- **Task directions**
How many lines in the listing below contain the word "shutter"? Give only the number.
┌──
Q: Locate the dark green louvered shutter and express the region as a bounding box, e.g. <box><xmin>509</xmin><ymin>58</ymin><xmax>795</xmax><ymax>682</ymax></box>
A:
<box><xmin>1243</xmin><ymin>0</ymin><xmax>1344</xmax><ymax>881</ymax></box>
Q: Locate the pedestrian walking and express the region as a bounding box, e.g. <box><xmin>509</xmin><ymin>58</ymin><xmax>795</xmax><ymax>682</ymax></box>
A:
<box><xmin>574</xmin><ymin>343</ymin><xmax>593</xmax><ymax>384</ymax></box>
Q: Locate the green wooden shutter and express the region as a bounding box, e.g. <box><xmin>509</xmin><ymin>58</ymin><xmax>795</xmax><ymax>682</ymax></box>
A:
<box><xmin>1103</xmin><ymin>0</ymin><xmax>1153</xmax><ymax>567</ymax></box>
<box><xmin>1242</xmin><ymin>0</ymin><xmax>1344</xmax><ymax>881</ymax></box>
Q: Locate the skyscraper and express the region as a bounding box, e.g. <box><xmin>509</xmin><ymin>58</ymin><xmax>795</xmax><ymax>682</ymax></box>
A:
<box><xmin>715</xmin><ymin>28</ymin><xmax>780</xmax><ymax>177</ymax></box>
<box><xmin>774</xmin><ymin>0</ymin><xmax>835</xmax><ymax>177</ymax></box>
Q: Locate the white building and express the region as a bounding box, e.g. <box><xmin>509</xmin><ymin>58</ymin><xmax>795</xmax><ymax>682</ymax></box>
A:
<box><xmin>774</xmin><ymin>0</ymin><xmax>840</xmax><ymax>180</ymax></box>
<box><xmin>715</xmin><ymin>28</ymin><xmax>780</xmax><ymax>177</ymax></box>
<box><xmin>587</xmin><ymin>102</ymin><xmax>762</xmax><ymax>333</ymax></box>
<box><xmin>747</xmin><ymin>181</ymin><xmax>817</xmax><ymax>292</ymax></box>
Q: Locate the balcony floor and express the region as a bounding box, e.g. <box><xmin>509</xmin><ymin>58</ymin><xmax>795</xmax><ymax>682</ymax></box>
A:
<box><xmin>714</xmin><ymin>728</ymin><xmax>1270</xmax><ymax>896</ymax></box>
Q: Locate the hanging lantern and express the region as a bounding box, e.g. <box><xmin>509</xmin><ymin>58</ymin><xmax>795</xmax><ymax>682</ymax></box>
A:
└──
- **Result**
2